#### The task:
Show each line of the listing below that contains the word "concrete".

#### Exercise material:
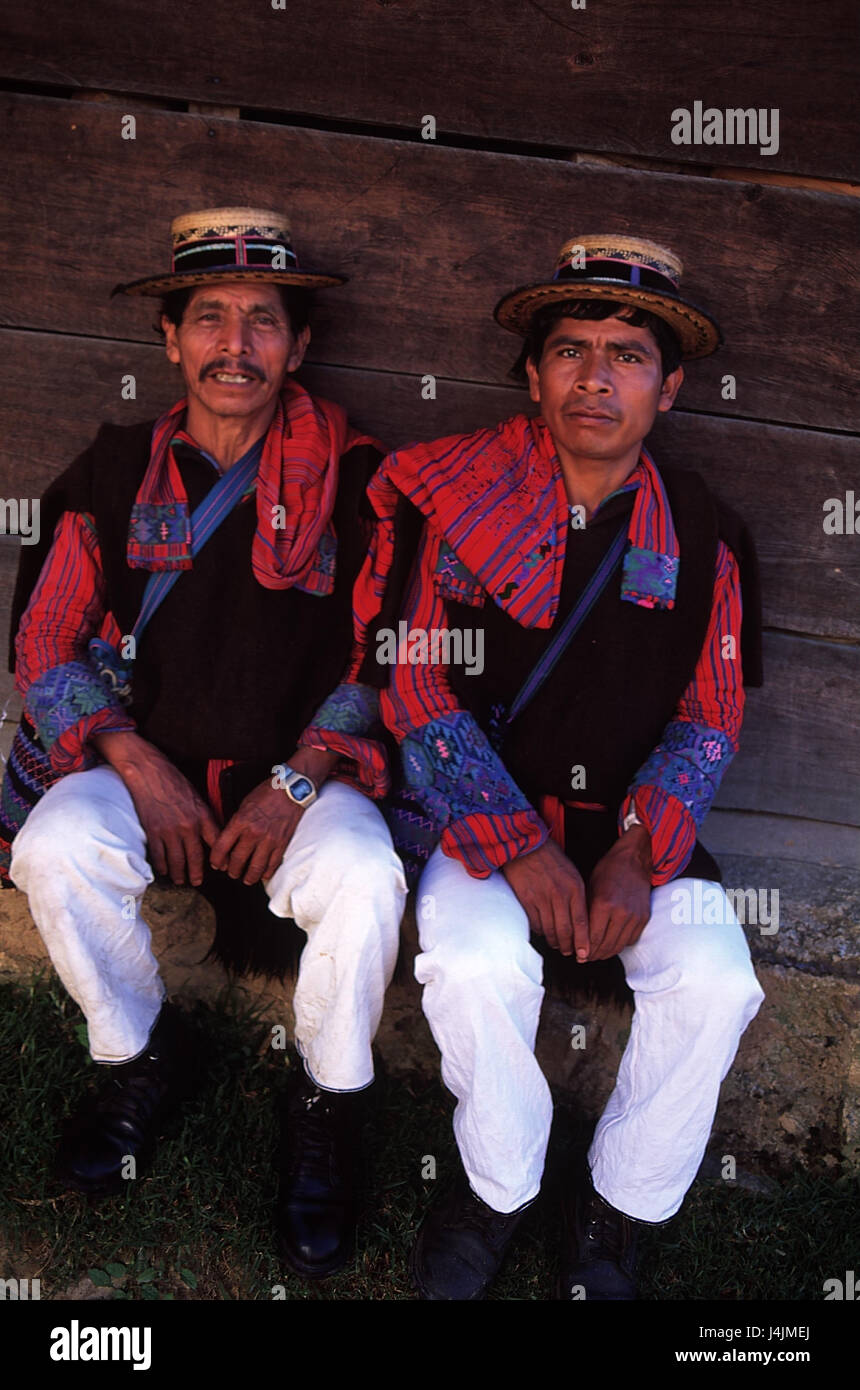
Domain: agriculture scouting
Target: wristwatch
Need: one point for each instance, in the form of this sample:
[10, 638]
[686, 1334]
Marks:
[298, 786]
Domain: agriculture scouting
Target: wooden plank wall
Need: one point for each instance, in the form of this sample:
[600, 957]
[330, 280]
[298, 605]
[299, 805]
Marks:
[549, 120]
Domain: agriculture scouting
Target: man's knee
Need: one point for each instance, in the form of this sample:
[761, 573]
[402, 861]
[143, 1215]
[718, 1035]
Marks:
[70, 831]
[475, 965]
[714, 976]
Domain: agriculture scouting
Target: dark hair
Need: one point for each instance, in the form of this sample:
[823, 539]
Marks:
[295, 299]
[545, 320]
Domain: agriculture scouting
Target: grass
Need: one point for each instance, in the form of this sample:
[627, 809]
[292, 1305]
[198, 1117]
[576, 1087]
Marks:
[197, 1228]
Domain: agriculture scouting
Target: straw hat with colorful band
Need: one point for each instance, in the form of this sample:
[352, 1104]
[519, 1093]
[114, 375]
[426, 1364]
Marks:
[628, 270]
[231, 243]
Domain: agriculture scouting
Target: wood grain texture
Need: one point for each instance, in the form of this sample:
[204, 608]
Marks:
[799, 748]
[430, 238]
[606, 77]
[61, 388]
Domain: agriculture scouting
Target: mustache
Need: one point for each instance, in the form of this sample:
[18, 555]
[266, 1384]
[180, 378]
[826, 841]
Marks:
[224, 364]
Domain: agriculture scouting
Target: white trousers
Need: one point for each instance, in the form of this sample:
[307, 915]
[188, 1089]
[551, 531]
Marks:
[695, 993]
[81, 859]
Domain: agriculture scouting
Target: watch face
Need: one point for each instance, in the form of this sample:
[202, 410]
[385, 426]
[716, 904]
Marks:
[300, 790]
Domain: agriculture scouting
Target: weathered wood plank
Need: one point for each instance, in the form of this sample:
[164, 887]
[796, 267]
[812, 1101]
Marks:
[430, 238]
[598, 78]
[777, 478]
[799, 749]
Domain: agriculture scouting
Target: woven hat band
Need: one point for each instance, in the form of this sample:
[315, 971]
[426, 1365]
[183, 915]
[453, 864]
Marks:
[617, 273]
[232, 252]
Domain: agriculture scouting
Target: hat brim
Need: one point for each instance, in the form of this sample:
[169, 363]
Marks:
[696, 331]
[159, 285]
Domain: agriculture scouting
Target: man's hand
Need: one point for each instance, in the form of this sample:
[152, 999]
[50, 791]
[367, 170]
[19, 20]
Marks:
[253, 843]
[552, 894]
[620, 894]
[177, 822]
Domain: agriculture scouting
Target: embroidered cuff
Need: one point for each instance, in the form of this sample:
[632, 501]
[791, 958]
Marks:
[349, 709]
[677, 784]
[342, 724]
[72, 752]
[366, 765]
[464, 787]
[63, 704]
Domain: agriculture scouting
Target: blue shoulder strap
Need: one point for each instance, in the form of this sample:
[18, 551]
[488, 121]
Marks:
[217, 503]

--

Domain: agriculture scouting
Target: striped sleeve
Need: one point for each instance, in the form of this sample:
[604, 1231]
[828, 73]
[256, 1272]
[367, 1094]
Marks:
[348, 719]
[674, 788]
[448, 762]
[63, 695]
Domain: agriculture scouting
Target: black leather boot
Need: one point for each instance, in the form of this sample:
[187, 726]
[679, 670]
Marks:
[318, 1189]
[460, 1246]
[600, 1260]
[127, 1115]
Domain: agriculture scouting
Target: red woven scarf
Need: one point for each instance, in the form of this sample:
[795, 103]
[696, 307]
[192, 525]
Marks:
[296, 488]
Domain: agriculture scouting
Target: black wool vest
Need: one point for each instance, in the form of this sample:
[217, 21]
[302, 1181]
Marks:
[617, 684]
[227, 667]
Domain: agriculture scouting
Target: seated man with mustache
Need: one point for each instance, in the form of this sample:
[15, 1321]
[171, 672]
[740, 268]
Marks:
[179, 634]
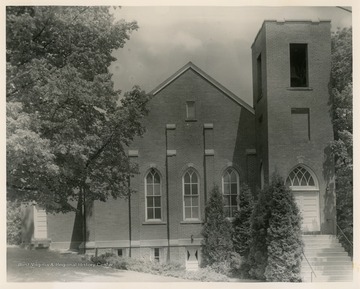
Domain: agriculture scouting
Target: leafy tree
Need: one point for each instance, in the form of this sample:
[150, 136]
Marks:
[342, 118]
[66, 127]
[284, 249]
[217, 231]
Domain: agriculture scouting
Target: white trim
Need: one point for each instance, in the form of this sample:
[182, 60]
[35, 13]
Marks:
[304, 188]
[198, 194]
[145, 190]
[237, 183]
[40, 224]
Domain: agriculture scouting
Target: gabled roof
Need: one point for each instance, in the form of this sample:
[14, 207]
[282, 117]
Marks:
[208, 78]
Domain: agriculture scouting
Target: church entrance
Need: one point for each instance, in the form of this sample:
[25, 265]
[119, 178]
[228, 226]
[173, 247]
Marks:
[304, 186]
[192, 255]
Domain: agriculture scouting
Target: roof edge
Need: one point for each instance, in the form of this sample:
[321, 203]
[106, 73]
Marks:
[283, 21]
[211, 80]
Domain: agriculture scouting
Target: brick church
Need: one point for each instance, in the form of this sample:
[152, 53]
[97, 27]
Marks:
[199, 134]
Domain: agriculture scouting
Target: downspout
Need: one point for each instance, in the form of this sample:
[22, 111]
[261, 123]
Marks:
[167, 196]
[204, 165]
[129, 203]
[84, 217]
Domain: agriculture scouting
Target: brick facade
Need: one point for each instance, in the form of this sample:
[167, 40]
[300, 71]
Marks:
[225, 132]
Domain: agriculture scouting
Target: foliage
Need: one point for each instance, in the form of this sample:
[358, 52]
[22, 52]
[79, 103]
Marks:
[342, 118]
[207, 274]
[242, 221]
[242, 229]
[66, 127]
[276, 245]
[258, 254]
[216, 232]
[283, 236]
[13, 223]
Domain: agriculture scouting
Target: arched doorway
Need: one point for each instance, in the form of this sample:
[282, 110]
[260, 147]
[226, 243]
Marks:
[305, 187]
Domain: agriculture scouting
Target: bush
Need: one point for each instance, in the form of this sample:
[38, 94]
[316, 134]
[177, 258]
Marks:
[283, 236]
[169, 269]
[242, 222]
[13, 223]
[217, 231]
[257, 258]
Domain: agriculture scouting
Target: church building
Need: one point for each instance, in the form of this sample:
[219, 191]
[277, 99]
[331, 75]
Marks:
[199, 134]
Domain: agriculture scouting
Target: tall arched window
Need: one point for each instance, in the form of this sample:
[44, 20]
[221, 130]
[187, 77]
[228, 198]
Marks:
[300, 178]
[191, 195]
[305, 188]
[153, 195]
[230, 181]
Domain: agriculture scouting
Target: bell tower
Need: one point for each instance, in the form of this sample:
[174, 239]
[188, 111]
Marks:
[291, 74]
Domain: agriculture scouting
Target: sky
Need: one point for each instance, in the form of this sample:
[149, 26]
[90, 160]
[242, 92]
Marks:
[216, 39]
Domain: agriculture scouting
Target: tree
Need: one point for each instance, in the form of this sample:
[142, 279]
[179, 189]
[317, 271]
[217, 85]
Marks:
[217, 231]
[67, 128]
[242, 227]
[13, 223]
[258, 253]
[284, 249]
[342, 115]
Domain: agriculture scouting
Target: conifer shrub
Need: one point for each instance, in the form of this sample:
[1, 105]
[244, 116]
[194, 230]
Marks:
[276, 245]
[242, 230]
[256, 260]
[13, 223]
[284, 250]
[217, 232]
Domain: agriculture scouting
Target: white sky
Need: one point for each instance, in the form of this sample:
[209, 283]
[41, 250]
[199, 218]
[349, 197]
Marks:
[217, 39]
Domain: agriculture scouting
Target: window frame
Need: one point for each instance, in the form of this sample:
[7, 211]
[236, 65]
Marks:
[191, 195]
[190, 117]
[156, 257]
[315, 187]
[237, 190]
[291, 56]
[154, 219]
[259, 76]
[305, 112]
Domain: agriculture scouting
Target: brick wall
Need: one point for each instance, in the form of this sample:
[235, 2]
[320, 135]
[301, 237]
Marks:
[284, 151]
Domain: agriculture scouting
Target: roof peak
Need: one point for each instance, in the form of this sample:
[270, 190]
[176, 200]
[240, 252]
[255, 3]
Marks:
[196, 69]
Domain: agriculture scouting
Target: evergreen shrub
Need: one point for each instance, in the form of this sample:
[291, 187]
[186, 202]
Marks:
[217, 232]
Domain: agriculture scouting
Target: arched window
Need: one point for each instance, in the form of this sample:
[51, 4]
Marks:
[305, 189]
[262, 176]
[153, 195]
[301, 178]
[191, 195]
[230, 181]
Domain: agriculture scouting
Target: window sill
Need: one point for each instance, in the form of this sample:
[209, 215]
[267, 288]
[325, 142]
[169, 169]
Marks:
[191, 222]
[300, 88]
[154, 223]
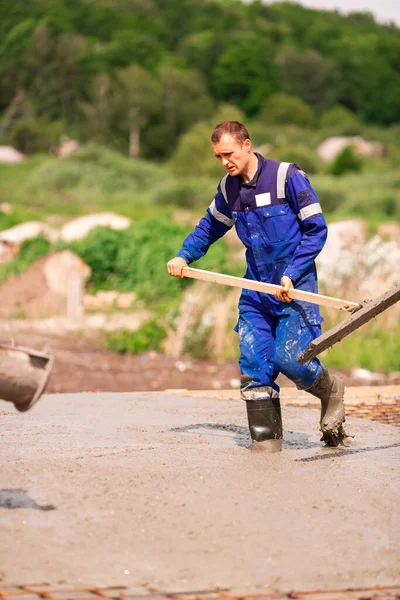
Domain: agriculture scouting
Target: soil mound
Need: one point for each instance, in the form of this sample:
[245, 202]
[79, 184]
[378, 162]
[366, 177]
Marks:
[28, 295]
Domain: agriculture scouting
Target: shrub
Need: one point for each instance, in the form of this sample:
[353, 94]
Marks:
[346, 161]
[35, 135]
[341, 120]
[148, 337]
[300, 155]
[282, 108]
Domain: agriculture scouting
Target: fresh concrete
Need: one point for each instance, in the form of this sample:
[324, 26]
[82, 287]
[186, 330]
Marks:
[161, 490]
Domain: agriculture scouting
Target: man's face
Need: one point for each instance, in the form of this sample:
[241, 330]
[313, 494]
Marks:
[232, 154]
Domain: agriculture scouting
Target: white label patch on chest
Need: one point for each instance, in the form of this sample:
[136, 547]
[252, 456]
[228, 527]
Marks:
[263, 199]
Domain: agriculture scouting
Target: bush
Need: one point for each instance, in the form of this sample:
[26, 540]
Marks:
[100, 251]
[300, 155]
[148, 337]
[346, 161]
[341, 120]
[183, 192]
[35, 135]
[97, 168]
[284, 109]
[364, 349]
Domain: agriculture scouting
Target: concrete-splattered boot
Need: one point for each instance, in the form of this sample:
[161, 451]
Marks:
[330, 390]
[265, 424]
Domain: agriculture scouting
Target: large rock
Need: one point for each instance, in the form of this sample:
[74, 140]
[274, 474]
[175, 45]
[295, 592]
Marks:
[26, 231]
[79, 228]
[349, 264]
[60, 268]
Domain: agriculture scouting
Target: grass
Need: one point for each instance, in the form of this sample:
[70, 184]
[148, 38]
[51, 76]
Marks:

#### Solution to this problem:
Target: fresh concrete
Target: concrete-splattered boot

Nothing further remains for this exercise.